Tasks to carry out —
a: List every PHP function in the code of the image-upload post whose name begins with "mysql_".
b: Answer these questions about the image-upload post:
(i) Which three actions does the code let a user perform on image files?
(ii) What message does the script stop with if it cannot select the database?
(iii) Which function's result does sql_safe return?
c: Rewrite the stretch of the image-upload post from "Through articles I've" through "function sql_safe($s)", putting "use" in place of "usage".

** begin Reading passage **

PHP - File As Blob In Mysql Through Php

Hi, I wonder whether someone may be able to help me please.

Through articles I've read on the Interent I've put together the code shown below which allows a user to upload, view and delete image files from a mySQL database.

Code: [Select]
if (!mysql_connect($db_host, $db_user, $db_pwd))
    die("Can't connect to database");

if (!mysql_select_db($database))
    die("Can't select database");

// This function makes usage of
// $_GET, $_POST, etc... variables
// completly safe in SQL queries
function sql_safe($s)
{
    if (get_magic_quotes_gpc())
        $s = stripslashes($s);
 
    return mysql_real_escape_string($s);
}
 
// If user pressed submit in one of the forms
if ($_SERVER['REQUEST_METHOD'] == 'POST')
{
    if (!isset($_POST["action"]))
    {
        // cleaning title field
        $title = trim(sql_safe($_POST['title']));
 
        if ($title == '') // if title is not set
            $title = '(No title provided';// use (empty title) string
 
        if (isset($_FILES['photo']))

** end Reading passage **
** begin Extracted data **

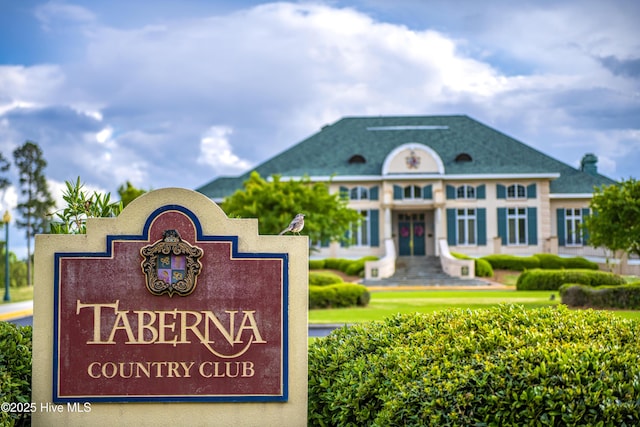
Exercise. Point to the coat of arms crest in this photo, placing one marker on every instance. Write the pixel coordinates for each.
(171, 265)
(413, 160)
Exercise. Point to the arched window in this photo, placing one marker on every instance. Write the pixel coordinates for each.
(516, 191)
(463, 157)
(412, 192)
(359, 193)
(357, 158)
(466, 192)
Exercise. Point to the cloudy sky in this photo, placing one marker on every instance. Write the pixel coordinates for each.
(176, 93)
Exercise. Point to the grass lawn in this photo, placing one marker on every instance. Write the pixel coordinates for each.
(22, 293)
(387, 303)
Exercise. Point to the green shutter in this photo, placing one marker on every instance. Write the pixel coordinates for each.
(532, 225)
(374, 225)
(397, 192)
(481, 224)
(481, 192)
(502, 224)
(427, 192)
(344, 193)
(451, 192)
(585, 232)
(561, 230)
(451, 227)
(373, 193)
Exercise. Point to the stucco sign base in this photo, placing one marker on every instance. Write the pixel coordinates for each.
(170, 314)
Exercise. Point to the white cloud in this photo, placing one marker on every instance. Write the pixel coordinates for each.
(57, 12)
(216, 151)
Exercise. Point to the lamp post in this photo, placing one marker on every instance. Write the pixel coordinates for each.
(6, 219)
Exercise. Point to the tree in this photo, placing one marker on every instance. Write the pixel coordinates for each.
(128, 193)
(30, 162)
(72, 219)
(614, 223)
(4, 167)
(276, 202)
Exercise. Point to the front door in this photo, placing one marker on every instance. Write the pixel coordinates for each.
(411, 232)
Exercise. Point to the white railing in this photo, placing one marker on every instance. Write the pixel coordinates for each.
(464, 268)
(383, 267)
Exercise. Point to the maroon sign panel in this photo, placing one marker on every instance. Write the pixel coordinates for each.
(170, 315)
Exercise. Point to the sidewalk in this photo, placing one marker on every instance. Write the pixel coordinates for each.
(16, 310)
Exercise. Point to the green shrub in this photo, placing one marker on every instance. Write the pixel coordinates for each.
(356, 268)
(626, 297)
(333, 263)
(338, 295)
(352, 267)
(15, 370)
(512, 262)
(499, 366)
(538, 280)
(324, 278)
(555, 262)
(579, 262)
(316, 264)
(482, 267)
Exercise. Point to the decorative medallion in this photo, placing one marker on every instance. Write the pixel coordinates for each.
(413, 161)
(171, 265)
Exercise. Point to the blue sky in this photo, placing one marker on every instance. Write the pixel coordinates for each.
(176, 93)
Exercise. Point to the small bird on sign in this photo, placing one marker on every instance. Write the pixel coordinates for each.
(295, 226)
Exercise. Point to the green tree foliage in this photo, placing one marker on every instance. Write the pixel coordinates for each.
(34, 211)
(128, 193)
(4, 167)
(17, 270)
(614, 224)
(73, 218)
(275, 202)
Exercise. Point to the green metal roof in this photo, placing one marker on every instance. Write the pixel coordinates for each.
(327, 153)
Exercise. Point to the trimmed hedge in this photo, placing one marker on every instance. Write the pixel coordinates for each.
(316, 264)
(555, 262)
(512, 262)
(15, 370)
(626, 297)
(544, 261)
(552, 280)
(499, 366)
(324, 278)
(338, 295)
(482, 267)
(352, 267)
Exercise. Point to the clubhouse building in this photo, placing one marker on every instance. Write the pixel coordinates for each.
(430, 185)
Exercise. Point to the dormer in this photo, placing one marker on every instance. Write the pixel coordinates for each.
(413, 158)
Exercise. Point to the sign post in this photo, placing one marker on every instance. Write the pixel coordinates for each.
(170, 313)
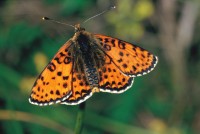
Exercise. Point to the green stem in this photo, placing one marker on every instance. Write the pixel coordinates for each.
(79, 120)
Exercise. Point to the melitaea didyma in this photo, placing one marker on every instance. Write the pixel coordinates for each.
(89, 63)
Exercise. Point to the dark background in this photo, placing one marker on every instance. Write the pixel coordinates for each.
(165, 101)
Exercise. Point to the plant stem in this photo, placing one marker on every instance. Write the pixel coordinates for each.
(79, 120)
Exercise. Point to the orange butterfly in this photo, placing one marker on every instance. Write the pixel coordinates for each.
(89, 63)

** end Extracted data **
** begin Extracted data **

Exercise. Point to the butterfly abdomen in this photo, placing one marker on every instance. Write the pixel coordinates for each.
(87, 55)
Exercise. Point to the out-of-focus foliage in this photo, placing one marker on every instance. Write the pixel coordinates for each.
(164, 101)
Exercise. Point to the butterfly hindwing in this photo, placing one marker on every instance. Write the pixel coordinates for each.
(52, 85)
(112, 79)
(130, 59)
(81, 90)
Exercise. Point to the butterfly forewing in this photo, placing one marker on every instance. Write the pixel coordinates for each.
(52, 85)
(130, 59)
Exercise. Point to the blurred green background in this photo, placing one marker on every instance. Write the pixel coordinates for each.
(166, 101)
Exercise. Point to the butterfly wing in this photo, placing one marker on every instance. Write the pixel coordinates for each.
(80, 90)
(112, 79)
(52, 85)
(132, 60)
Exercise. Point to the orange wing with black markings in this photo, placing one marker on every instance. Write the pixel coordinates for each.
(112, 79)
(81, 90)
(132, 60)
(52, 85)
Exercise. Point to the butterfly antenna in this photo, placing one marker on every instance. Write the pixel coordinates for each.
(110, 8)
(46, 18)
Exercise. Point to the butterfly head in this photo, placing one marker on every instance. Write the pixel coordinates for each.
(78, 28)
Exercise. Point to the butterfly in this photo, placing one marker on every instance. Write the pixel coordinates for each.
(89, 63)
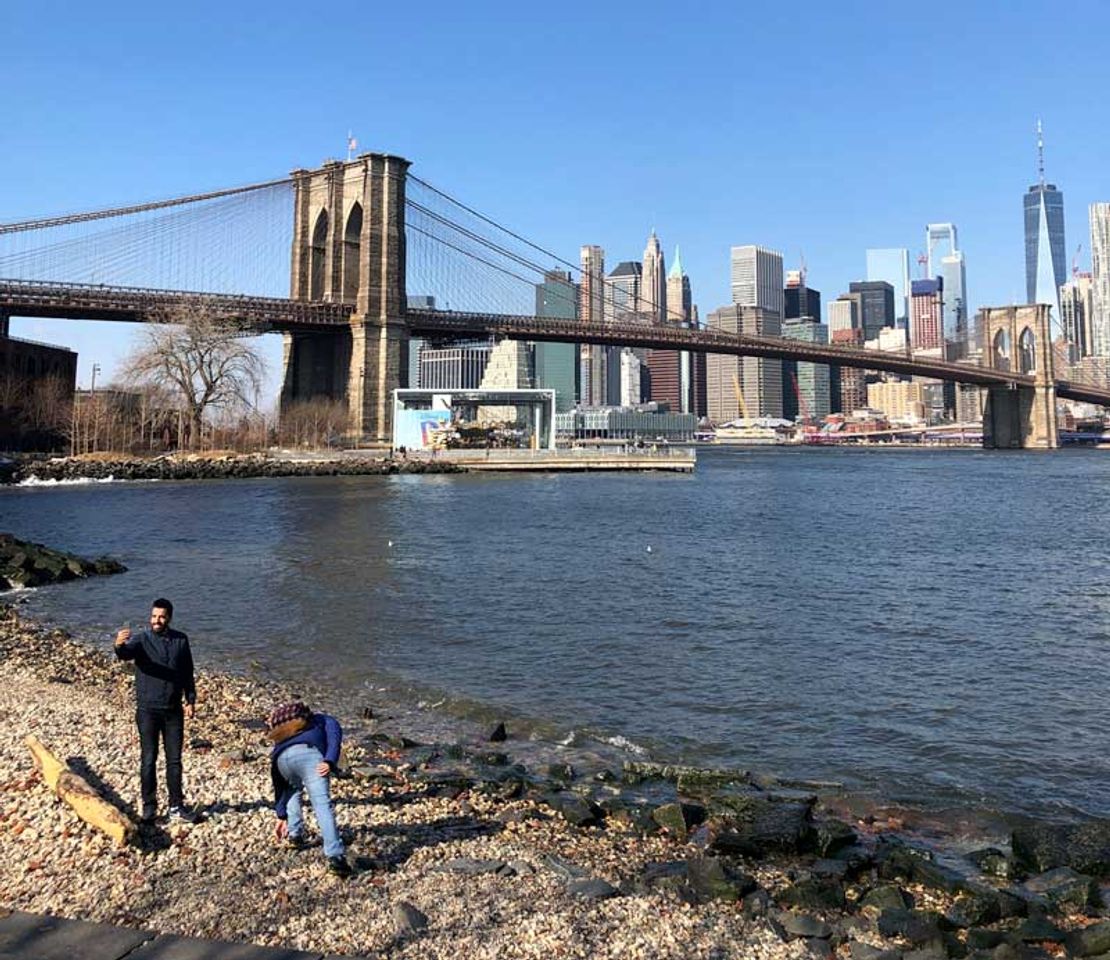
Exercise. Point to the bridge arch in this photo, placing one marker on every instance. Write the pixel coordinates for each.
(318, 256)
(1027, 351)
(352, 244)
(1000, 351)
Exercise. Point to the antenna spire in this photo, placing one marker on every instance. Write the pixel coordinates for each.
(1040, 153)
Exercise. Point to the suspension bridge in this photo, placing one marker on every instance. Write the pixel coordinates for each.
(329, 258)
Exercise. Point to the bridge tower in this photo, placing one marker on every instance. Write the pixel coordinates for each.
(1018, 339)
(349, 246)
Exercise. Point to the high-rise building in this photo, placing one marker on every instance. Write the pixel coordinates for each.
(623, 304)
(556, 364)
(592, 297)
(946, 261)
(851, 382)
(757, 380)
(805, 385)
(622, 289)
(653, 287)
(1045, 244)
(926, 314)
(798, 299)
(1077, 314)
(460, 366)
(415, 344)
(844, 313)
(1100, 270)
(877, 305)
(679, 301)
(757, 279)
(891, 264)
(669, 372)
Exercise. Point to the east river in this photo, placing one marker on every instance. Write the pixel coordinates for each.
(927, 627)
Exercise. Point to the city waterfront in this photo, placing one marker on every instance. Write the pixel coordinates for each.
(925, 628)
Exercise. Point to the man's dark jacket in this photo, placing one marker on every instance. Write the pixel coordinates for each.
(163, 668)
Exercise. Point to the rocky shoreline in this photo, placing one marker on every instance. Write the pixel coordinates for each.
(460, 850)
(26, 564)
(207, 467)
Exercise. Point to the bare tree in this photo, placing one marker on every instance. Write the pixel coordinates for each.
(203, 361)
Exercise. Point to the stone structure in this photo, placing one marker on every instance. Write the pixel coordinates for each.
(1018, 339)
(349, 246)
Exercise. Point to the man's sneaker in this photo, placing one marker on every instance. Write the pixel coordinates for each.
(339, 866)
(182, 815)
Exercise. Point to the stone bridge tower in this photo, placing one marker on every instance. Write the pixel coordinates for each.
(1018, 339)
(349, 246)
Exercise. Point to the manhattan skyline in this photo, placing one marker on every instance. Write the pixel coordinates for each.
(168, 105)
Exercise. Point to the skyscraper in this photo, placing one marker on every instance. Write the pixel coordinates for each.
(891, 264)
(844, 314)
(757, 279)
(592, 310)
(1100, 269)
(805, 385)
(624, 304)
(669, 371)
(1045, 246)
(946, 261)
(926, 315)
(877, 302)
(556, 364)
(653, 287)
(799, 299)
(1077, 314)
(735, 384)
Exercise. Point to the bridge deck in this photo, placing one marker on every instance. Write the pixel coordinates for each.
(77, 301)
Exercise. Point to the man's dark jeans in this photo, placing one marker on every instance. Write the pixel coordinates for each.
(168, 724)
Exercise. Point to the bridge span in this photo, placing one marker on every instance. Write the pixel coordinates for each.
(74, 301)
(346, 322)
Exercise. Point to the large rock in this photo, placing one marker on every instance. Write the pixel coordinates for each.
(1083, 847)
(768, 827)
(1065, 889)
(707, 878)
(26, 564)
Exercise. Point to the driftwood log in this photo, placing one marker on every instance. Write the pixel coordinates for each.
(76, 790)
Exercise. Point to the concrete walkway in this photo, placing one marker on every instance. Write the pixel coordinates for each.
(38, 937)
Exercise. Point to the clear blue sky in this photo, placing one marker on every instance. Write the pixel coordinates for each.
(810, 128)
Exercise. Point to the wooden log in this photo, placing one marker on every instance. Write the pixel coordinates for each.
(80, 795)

** end Extracted data **

Completed exercise —
a: mysql_connect, mysql_select_db, mysql_real_escape_string

b:
(i) Upload, view and delete.
(ii) "Can't select database"
(iii) mysql_real_escape_string

c:
Through articles I've read on the Interent I've put together the code shown below which allows a user to upload, view and delete image files from a mySQL database.

Code: [Select]
if (!mysql_connect($db_host, $db_user, $db_pwd))
    die("Can't connect to database");

if (!mysql_select_db($database))
    die("Can't select database");

// This function makes use of
// $_GET, $_POST, etc... variables
// completly safe in SQL queries
function sql_safe($s)